Data records:
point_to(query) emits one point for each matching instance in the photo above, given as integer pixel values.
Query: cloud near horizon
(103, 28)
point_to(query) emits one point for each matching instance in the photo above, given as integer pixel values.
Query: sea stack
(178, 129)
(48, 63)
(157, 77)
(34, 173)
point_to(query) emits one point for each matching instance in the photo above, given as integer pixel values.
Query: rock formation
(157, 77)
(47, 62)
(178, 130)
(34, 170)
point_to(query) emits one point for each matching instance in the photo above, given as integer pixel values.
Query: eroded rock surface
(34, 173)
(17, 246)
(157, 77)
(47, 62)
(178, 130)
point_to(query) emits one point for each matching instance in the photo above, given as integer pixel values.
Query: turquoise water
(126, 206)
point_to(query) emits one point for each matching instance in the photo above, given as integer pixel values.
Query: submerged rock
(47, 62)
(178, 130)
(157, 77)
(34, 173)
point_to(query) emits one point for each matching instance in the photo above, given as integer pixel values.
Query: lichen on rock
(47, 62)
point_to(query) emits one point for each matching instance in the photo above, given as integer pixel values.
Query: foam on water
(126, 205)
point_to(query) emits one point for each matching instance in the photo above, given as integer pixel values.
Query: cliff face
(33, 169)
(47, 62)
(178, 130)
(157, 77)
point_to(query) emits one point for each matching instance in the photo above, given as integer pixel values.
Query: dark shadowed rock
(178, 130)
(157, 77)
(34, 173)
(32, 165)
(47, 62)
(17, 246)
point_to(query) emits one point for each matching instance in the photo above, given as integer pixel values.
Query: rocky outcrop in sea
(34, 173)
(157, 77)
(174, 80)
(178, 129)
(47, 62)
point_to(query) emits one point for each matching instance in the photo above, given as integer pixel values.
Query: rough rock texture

- _Problem to work on_
Write each line of the data down again exactly as it reads.

- _Response to this exercise_
point_to(query) emits one point for each matching instance in the photo above, given as integer pixel values.
Query: cloud near horizon
(103, 28)
point_to(query) emits one point for each matching instance in the photo above, given as integer pixel values.
Query: sea stack
(178, 129)
(48, 63)
(157, 77)
(34, 173)
point_to(query) emits one point for each matching instance in the photo above, given as integer pixel values.
Query: rock formation
(157, 77)
(47, 62)
(178, 130)
(34, 170)
point_to(query) emits one point for each matching instance in the photo above, given as integer pixel values.
Query: eroded rock surface
(34, 173)
(17, 246)
(157, 77)
(47, 62)
(178, 130)
point_to(query) emits one point for each matching instance in the photo above, given as integer pixel values.
Query: turquoise water
(126, 206)
point_to(query) emits one point for each matching instance in the photo above, given as integer pixel values.
Query: submerged rock
(47, 62)
(178, 130)
(157, 77)
(34, 173)
point_to(query) emits one point for each matching instance in the photo above, given as integer pixel values.
Query: lichen on rock
(47, 62)
point_to(query) emits one point for each matching instance in the photo above, given as integer pixel values.
Query: foam on water
(126, 205)
point_to(query) emits one point for each matching instance in the photo above, given as integer pixel values.
Query: cliff face
(33, 169)
(47, 62)
(178, 130)
(157, 77)
point_to(query) emits one point for each matching instance in the photo above, given as integer pixel values.
Query: dark shadowed rock
(178, 130)
(157, 77)
(34, 173)
(32, 165)
(47, 62)
(17, 246)
point_to(query) emits one point for each matching instance in the photo above, given as integer pixel values.
Query: rocky outcrop in sea
(34, 173)
(157, 77)
(174, 80)
(178, 129)
(47, 62)
point_to(query) emits one point for each matching instance in the photo above, given as integer pixel values.
Query: rough rock texture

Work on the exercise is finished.